### [PROMPT]
Show every line in the records below that contains the word "ceiling".

### [DATA SHOWN]

◆ ◆ ◆

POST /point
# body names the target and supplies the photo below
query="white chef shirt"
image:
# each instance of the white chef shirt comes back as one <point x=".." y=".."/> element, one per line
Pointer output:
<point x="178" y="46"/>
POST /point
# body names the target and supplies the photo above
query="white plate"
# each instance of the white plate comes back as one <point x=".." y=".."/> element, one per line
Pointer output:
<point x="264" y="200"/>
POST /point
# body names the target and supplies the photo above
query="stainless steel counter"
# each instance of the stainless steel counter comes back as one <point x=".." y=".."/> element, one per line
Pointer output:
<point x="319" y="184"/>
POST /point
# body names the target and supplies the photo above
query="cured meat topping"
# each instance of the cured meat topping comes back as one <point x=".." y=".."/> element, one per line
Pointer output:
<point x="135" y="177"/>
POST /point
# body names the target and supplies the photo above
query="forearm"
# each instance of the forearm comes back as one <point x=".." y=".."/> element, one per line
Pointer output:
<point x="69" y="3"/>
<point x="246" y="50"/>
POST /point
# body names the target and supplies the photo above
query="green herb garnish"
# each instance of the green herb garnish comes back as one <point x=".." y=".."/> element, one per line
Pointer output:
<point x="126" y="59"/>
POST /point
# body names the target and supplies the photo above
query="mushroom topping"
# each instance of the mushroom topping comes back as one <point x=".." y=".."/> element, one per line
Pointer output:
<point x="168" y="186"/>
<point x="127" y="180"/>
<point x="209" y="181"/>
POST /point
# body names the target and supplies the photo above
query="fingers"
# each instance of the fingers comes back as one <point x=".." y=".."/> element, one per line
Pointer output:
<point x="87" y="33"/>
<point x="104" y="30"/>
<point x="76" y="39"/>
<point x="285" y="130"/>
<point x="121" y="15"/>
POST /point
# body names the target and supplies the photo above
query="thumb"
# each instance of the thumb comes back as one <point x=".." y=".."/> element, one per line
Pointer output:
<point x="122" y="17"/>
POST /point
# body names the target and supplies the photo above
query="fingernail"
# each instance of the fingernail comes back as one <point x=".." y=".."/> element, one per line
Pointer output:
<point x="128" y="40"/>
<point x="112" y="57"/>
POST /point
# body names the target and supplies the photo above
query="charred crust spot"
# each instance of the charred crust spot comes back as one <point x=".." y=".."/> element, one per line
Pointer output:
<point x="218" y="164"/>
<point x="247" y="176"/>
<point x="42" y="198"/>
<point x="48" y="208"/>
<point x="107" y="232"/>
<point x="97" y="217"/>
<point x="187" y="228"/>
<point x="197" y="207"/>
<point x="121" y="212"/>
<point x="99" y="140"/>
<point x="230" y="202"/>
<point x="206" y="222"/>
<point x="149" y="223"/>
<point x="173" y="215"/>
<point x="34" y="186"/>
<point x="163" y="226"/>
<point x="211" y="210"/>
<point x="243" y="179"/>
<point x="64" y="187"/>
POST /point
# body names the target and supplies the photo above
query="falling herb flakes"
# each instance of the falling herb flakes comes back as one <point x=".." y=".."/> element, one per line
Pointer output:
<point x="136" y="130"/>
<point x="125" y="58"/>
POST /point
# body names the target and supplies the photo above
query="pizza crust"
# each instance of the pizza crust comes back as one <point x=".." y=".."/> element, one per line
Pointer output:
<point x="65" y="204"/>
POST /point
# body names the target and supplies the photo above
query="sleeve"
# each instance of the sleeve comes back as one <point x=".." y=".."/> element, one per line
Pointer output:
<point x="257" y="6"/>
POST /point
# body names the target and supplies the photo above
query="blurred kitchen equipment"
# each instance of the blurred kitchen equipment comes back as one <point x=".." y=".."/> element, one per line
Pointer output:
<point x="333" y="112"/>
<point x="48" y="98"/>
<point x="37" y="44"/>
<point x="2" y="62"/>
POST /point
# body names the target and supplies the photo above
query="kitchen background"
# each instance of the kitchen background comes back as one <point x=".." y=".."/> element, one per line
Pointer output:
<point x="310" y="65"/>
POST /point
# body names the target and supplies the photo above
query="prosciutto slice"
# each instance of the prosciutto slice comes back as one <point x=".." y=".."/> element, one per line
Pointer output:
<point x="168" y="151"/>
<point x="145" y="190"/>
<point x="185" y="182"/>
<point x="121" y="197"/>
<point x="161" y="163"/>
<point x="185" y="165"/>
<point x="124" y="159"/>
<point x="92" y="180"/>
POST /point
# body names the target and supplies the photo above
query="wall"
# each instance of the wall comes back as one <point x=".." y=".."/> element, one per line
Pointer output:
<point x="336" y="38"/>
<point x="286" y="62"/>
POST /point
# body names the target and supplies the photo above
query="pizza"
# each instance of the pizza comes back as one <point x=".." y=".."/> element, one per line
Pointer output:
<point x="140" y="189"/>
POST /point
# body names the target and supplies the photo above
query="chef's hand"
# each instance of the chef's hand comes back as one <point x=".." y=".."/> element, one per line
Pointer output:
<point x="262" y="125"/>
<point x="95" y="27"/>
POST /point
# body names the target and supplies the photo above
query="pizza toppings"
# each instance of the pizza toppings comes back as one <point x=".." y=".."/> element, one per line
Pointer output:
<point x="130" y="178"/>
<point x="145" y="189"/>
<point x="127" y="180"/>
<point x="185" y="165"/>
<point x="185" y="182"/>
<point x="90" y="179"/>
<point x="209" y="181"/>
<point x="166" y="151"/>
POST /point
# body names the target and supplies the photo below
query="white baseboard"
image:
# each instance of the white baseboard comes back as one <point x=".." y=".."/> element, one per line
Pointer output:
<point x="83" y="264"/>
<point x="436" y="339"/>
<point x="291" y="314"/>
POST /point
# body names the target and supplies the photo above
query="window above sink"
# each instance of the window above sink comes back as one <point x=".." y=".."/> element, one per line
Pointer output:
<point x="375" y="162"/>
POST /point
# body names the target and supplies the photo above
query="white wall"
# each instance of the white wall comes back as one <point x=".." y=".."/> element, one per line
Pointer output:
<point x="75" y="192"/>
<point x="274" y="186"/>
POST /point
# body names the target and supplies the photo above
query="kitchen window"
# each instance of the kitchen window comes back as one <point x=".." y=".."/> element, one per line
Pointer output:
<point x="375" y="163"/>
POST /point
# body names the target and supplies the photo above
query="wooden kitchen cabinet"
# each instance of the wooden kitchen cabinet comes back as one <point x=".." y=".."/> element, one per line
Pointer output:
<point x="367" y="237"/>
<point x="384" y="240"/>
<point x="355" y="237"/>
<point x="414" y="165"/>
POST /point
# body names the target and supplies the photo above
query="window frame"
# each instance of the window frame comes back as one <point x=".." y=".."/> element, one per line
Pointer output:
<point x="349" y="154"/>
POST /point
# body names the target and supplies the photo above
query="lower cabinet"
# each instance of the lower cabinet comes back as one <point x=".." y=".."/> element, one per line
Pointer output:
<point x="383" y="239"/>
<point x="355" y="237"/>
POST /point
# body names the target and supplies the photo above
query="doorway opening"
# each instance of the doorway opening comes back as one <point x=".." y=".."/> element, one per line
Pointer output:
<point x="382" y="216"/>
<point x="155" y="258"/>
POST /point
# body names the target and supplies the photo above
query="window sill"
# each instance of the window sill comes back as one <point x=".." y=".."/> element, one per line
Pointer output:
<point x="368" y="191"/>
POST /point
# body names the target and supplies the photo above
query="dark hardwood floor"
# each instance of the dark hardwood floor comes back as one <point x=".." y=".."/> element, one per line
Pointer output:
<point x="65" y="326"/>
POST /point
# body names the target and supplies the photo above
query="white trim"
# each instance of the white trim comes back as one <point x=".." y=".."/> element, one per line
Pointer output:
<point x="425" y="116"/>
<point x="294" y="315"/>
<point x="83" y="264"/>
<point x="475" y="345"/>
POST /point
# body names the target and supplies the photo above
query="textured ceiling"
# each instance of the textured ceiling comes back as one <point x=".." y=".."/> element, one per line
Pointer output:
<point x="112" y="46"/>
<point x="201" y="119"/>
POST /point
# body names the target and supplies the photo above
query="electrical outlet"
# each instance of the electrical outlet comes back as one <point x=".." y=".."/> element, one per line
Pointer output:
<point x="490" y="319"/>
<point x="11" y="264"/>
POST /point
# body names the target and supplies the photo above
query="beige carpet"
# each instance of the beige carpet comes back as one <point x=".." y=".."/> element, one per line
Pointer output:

◆ ◆ ◆

### [SOLUTION]
query="textured ceiling"
# each instance of the textured ceiling comes back as one <point x=".." y=".."/> element, one per line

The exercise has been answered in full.